Given problem: Write out all entries word for word.

Input records:

○ ○ ○

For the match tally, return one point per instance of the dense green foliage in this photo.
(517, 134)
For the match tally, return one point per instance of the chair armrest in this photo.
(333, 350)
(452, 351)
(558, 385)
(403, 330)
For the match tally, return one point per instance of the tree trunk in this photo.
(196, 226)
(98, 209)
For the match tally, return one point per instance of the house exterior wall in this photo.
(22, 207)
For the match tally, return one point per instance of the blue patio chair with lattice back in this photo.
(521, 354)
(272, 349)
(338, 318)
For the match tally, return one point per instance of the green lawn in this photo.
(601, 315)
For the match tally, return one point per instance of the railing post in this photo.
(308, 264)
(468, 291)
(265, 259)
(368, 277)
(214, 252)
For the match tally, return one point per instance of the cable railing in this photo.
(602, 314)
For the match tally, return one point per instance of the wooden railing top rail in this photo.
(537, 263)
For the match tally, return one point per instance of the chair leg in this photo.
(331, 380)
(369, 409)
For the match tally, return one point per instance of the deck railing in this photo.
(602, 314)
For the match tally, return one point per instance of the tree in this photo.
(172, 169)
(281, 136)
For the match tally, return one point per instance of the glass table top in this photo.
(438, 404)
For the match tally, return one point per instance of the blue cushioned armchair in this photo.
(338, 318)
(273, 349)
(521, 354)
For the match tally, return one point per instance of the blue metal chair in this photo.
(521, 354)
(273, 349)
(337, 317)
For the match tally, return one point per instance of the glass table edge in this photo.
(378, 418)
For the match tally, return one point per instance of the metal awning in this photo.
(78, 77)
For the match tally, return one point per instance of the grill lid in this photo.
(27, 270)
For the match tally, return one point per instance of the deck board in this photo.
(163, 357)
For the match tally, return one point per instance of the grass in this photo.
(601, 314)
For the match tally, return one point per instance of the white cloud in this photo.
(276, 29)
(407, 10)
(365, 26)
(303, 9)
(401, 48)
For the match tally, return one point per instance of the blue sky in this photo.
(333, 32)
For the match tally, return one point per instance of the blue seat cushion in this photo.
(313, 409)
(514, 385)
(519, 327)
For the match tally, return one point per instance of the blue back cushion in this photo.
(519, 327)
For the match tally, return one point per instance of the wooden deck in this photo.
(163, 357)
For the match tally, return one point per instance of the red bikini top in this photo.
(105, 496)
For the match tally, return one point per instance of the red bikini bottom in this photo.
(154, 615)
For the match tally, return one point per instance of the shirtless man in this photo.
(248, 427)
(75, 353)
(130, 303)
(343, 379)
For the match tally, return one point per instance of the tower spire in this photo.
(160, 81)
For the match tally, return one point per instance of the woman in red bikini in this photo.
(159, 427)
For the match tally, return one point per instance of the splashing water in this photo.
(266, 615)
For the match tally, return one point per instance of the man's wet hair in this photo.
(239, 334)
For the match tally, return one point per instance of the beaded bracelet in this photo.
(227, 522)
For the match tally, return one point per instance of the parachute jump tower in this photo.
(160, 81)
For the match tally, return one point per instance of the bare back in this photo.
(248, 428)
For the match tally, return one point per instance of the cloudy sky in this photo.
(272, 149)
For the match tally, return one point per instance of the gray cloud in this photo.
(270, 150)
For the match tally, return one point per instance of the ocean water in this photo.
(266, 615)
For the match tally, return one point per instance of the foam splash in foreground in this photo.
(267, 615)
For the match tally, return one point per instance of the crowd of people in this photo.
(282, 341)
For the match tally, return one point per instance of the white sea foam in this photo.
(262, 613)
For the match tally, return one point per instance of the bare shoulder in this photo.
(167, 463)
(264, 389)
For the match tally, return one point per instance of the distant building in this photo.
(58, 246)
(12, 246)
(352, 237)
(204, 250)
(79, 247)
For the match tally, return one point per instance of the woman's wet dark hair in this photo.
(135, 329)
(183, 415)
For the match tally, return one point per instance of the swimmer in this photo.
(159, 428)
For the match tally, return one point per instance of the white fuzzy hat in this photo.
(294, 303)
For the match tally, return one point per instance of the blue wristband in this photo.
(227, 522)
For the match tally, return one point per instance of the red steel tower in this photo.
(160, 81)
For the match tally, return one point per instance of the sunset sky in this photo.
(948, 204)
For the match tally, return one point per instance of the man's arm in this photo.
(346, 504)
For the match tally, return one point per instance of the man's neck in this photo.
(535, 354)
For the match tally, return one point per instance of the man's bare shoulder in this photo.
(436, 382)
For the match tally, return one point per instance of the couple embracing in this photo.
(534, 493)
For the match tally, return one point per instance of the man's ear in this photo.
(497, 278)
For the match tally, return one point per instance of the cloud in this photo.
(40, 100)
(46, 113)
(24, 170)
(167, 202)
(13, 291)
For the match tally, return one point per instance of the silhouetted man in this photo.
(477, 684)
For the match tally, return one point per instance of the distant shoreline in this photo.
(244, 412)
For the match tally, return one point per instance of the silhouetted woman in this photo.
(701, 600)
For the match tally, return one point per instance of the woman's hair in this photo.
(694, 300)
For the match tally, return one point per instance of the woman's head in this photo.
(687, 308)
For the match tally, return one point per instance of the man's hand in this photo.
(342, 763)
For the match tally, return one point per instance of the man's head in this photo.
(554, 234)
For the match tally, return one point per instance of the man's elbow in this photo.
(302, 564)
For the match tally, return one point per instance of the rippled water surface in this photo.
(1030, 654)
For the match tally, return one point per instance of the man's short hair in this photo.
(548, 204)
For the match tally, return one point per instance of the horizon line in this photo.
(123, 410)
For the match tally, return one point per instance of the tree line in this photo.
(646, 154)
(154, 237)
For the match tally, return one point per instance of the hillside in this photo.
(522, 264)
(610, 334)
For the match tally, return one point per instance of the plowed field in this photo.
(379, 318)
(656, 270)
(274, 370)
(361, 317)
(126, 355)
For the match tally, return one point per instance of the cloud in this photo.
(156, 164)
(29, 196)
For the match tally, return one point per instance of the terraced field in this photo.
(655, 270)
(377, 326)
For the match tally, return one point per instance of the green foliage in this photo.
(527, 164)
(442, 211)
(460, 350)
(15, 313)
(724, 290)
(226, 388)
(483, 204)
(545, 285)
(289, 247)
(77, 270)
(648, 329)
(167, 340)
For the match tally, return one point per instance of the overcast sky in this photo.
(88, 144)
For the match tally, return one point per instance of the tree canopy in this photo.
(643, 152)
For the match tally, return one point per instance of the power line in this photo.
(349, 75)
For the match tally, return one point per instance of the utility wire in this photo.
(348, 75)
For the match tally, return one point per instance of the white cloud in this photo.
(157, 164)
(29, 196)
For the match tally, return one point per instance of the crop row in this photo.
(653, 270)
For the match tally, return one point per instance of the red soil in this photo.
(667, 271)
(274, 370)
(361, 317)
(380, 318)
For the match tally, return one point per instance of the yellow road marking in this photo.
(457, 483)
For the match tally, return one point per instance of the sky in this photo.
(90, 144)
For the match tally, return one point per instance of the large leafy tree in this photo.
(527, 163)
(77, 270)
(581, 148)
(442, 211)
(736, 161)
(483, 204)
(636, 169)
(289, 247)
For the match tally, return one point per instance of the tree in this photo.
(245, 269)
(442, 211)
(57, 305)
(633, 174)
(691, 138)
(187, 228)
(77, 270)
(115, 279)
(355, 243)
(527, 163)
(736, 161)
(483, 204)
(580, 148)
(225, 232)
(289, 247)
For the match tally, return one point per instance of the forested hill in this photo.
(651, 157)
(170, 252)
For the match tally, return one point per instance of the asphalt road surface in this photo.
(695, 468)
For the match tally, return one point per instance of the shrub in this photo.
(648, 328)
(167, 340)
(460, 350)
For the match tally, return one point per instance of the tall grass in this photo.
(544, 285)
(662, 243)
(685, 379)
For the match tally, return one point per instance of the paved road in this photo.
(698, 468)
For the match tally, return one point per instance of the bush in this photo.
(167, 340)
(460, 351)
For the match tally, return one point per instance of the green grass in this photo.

○ ○ ○

Solution to the problem:
For the match tally, return one point per instance of the dense green foliage in this photo.
(517, 134)
For the match tally, return one point per instance of the chair armrest in this photo.
(333, 350)
(452, 351)
(558, 385)
(403, 330)
For the match tally, return one point per instance of the tree trunk in this photo.
(196, 226)
(98, 209)
For the match tally, return one point per instance of the house exterior wall in this photo.
(22, 207)
For the match tally, return one point per instance of the blue patio chair with lattice back in this photo.
(521, 354)
(272, 349)
(338, 318)
For the match tally, return one point per instance of the green lawn in this photo.
(601, 315)
For the match tally, return one point per instance of the railing post in this photo.
(308, 264)
(468, 291)
(265, 259)
(368, 277)
(214, 252)
For the match tally, return one point per instance of the cable railing in this photo.
(602, 314)
For the match tally, return one point per instance of the wooden railing top rail in this photo.
(537, 263)
For the match tally, return one point per instance of the chair leg in this photo.
(331, 380)
(369, 409)
For the match tally, return one point per instance of the deck railing in this photo.
(602, 314)
For the match tally, return one point per instance of the tree in this photo.
(172, 169)
(281, 136)
For the match tally, return one point per instance of the glass table top in this photo.
(438, 404)
For the match tally, return one point per instance of the blue cushioned armchair in this photo.
(338, 318)
(273, 349)
(521, 354)
For the match tally, return one point per instance of the blue metal chair in this photo.
(521, 354)
(273, 349)
(337, 317)
For the match tally, return one point per instance of the glass table edge in this photo.
(378, 418)
For the match tally, return one point per instance of the metal awning in this photo.
(78, 77)
For the match tally, return one point per instance of the grill lid in this photo.
(27, 270)
For the match tally, return one point per instance of the deck board in this photo.
(163, 357)
For the match tally, return one point per instance of the grass in this photo.
(601, 314)
For the match tally, return one point per instance of the white cloud in this photo.
(276, 29)
(407, 10)
(365, 26)
(303, 9)
(401, 48)
For the match tally, return one point per instance of the blue sky in this photo.
(333, 32)
For the match tally, return one point per instance of the blue seat cushion in this photo.
(313, 409)
(514, 385)
(519, 327)
For the match tally, return one point per instance of the blue back cushion in this photo.
(519, 327)
For the match tally, return one point per instance of the wooden deck in this photo.
(163, 357)
For the match tally, return one point per instance of the red bikini top in this photo.
(105, 496)
For the match tally, return one point per instance of the red bikini bottom in this photo.
(154, 615)
For the match tally, return one point per instance of the shirtless man in this photo.
(248, 427)
(75, 353)
(130, 303)
(343, 379)
For the match tally, return one point per instance of the tower spire in this photo.
(160, 81)
For the match tally, return one point per instance of the woman in red bikini in this photo.
(159, 427)
For the match tally, return one point per instance of the splashing water in this photo.
(266, 615)
For the match tally, return one point per instance of the man's wet hair in this photo.
(239, 334)
For the match tally, return one point per instance of the beaded bracelet in this photo.
(227, 522)
For the match tally, return one point per instance of the parachute jump tower in this photo.
(160, 81)
For the match tally, return one point per instance of the bare back in this photo.
(248, 428)
For the match tally, return one point per instance of the cloudy sky in this photo.
(272, 149)
For the match tally, return one point per instance of the gray cloud in this photo.
(270, 150)
For the match tally, return one point per instance of the ocean water in this photo.
(266, 615)
For the match tally, return one point per instance of the foam splash in foreground in this photo.
(267, 615)
For the match tally, return one point per instance of the crowd of people in this photo.
(282, 341)
For the match tally, return one point per instance of the white sea foam in this photo.
(262, 613)
For the match tally, return one point per instance of the bare shoulder in this photo.
(167, 463)
(264, 389)
For the match tally, return one point per instance of the distant building in this photo.
(58, 246)
(12, 246)
(352, 237)
(204, 250)
(79, 247)
For the match tally, return one point per instance of the woman's wet dark hair in this photo.
(135, 329)
(183, 415)
For the match tally, return one point per instance of the swimmer in this photo.
(159, 428)
For the match tally, return one point per instance of the white fuzzy hat in this photo.
(294, 303)
For the match tally, return one point per instance of the blue wristband in this photo.
(227, 522)
For the match tally, return one point per instance of the red steel tower in this photo.
(160, 81)
For the match tally, return one point per instance of the sunset sky in this photo.
(948, 204)
For the match tally, return one point per instance of the man's arm in this photo.
(346, 504)
For the match tally, return one point per instance of the man's neck in this photo.
(535, 354)
For the match tally, return one point per instance of the man's bare shoulder in this photo.
(436, 382)
For the match tally, return one point per instance of the couple embracing in this photo.
(534, 493)
For the match tally, return one point per instance of the man's ear in this photo.
(497, 278)
For the match tally, return one point per instance of the cloud in this photo.
(40, 100)
(46, 113)
(24, 170)
(167, 202)
(13, 291)
For the match tally, return one point per instance of the silhouetted man in this photo.
(477, 684)
For the match tally, return one point per instance of the distant shoreline in this photo.
(244, 412)
For the match tally, return one point per instance of the silhouetted woman in this photo.
(701, 600)
For the match tally, return one point per instance of the woman's hair in this photo.
(694, 300)
For the match tally, return one point per instance of the woman's head in this photo.
(687, 308)
For the match tally, return one point per instance of the man's hand in this photo.
(342, 763)
For the match tally, return one point per instance of the man's head in this photo.
(554, 234)
For the match tally, return one point per instance of the man's elbow in this photo.
(302, 564)
For the match tally, return one point per instance of the rippled water surface in this photo.
(1030, 654)
For the match tally, return one point per instance of the man's short hair in this photo.
(548, 204)
For the match tally, return one point per instance of the horizon line in this photo.
(123, 410)
For the match tally, return one point per instance of the tree line in this photo.
(646, 154)
(154, 237)
For the match tally, return one point per instance of the hillside in this photo.
(522, 264)
(610, 334)
For the match tally, return one point per instance of the plowed field in this photo.
(379, 318)
(656, 270)
(274, 370)
(361, 317)
(126, 355)
For the match tally, return one point per instance of the cloud in this photo.
(156, 164)
(29, 196)
For the match tally, return one point per instance of the terraced field in this photo.
(655, 270)
(377, 326)
For the match tally, return one point per instance of the green foliage in this photo.
(527, 164)
(442, 211)
(460, 350)
(15, 313)
(724, 290)
(226, 388)
(483, 204)
(545, 285)
(289, 247)
(77, 270)
(648, 329)
(167, 340)
For the match tally, return one point per instance of the overcast sky in this photo.
(88, 144)
For the match tally, return one point per instance of the tree canopy in this photo.
(643, 152)
For the match tally, return one point per instance of the power line in this photo.
(349, 75)
For the match tally, return one point per instance of the utility wire in this photo.
(348, 75)
For the match tally, return one point per instance of the white cloud in this photo.
(157, 164)
(29, 196)
For the match tally, return one point per instance of the crop row in this photo.
(653, 270)
For the match tally, return one point per instance of the red soil in this photo.
(667, 271)
(274, 370)
(361, 317)
(380, 318)
For the match tally, return one point per instance of the yellow road marking in this photo.
(457, 483)
For the match tally, return one point per instance of the sky in this photo.
(90, 144)
For the match tally, return one point per instance of the large leafy tree in this photo.
(527, 163)
(77, 270)
(581, 148)
(442, 211)
(736, 161)
(483, 204)
(636, 169)
(289, 247)
For the match tally, return one point per instance of the tree in this photo.
(245, 269)
(442, 211)
(57, 305)
(633, 174)
(691, 138)
(187, 228)
(77, 270)
(115, 279)
(355, 243)
(527, 163)
(736, 161)
(483, 204)
(580, 148)
(225, 232)
(289, 247)
For the match tally, return one point per instance of the forested hill in this photo.
(651, 157)
(170, 252)
For the match tally, return one point per instance of the asphalt road surface in this photo.
(695, 468)
For the match tally, return one point per instance of the shrub in this photo.
(648, 328)
(167, 340)
(460, 350)
For the match tally, return one point per instance of the tall grass in this photo.
(544, 285)
(662, 243)
(685, 379)
For the match tally, return one point per instance of the paved road in this photo.
(698, 468)
For the match tally, return one point per instance of the bush in this photo.
(167, 340)
(460, 351)
For the match tally, return one point per instance of the green grass in this photo.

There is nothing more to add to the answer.